Document section:
Secret Lives of Mormon Wives: Reflections on Leaving Mormonism
I love how real reality TV is sometimes.
I know there was a lot of chatter and discussion when Hulu’s Secret Lives of Mormon Wives aired on Sept 6. I had been dying to watch it since seeing the explosive trailer. Season 2 has recently been announced, coming Spring 2025. I wanted to write and talk about it immediately, but I also felt like I needed to sit on it for some time. As someone who left Mormonism about 8 years ago, I had a lot of feelings about everything happening in the show. Reality TV, for all its dramatization, is still rooted in reality, and I felt no different about SLOMW.
I love tv that gives me a visceral reaction, which is what I think made this a really solid reality show. With my personal ties to Mormonism, there were endless thoughts and feelings.
I think I need to start with my story of leaving the church. Which, really, is not very dramatic at all. I was raised in the Mormon church, much of my family was part of the church. Some family members were more devout than others, and there are a lot of rules to follow, so devoutness varies widely in the church. I did not grow up in Utah Mormon culture, which is different. I would say that my PNW location was and is a more “traditional” Mormon experience than what you might see on SLOMW, following pretty closely to the strict rules.
There was no defining or dramatic moment for me leaving. I don’t even feel like I spent a lot of time deconstructing my beliefs with the church, because for a long, long time I knew that I didn’t believe in it. I never got any special feelings--often referred to as feeling the Holy Ghost’s confirmation, meaning “you know the church is true”. I never had any real testimony of truth regarding any of the teachings. But I was culturally conditioned to be in the church and act in accordance with the church’s rules. It is hard to not be in it when you have family and friends in it. When you’ve been told all your life this is the “right” way to live.

Extracted entries:
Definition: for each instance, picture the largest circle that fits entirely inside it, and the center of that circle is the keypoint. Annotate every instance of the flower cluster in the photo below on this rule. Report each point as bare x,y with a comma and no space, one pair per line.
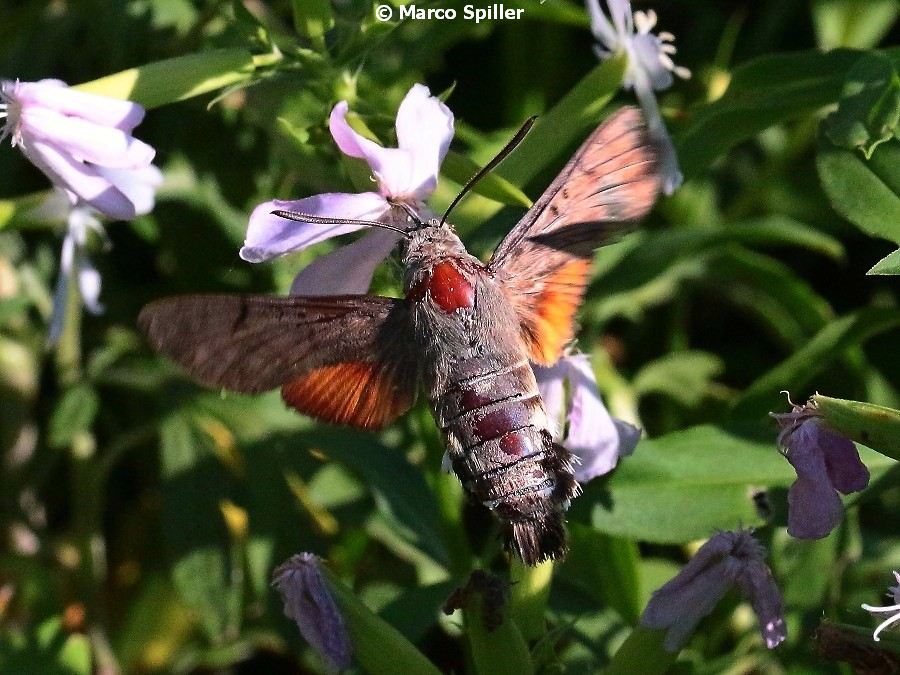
406,174
83,143
728,559
650,68
309,602
826,463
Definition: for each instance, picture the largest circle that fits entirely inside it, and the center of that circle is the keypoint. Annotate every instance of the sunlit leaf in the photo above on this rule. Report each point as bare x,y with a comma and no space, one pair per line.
176,79
763,92
867,193
890,264
869,108
688,484
799,369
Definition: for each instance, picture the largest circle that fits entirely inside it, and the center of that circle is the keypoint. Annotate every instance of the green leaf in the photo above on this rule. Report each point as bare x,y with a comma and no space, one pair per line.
495,642
75,656
177,79
642,654
687,484
682,376
799,369
565,122
890,264
867,193
762,92
529,594
73,414
605,568
312,18
377,646
460,168
869,108
860,24
875,426
401,492
194,528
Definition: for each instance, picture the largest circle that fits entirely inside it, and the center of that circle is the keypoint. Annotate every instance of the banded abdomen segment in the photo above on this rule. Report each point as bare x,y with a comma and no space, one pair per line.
502,451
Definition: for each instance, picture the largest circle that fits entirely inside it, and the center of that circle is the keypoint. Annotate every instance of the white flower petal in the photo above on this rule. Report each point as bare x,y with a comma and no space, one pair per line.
393,168
424,129
88,141
648,51
620,12
602,29
55,95
348,269
672,177
89,283
593,436
61,292
138,185
81,179
269,236
552,388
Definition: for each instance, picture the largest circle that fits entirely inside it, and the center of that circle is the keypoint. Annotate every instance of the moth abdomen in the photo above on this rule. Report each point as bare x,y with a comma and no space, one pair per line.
504,455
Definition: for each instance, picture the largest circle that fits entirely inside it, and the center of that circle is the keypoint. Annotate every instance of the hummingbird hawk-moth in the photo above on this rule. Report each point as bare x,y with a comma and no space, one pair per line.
467,331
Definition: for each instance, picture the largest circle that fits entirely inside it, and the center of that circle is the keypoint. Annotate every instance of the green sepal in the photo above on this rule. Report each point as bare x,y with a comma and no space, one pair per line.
872,425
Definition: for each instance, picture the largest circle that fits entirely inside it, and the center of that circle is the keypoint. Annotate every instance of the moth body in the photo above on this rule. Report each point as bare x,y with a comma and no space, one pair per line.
466,332
483,393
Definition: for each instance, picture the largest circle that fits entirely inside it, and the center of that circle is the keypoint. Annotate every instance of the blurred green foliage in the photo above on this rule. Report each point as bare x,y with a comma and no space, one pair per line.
144,516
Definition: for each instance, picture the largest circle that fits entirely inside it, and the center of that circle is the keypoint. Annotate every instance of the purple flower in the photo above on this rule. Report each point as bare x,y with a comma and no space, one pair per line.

Required tasks:
1. Can you quote the essay on leaving Mormonism from "I love tv that" to "thoughts and feelings."?
2. How would the essay on leaving Mormonism go on? Continue it after its final sentence.

Results by task:
1.
I love tv that gives me a visceral reaction, which is what I think made this a really solid reality show. With my personal ties to Mormonism, there were endless thoughts and feelings.

2.
So despite all my less than enthusiastic feelings regarding the church, I plodded along. I went to BYU-Idaho for my undergraduate, married in the temple by 21, and went to church every week while there. Once my husband and I graduated from BYU-I, we moved back to our hometown, and I would say that is about when we started to gradually leave the church. We slowly stopped going to church. And then soon, we never went back. That was pretty much it.
I don’t even think we thought about it too intentionally. Of course, that didn’t stop family members from noticing. I’ve had the fun experience of family and friends asking why I wasn’t wearing my garments (have you ever experienced someone asking you about your underwear to pass judgment? It’s really weird!!). I’ve had missionaries sent to our house. Even had church leaders reach out via text just to “check in”. And successively spent a lot of time dodging all of that and more in our departure.
These days, I feel it is more common to announce leaving the church in a lengthy Facebook post, which I always cheer for, but just wasn’t our style at the time. I have never regretted leaving. I am also extremely grateful that I chose a partner who had similar values, experiences, and could go through this particular experience with me. I know that doesn’t always happen when making a serious change like this.
I personally went through a lot of anger and feelings of regret when it came to reflecting on my time within the church and its institutions. I felt cheated out of a lot of experiences that I wasn’t allowed to participate in. But I’ve also had enough time to make peace about it. It was something I went through, and now I’m done. I’m more grateful that I was able to get out of it because I worry that if certain things hadn’t aligned, I might still be there.
So truly, I had a lot of fun watching SLOMW. It’s fun to see such a weird culture on display. Something that I was part of and experienced similarly, but also very differently. It’s kind of a throwback to see some of these things that are so normal in Mormon culture.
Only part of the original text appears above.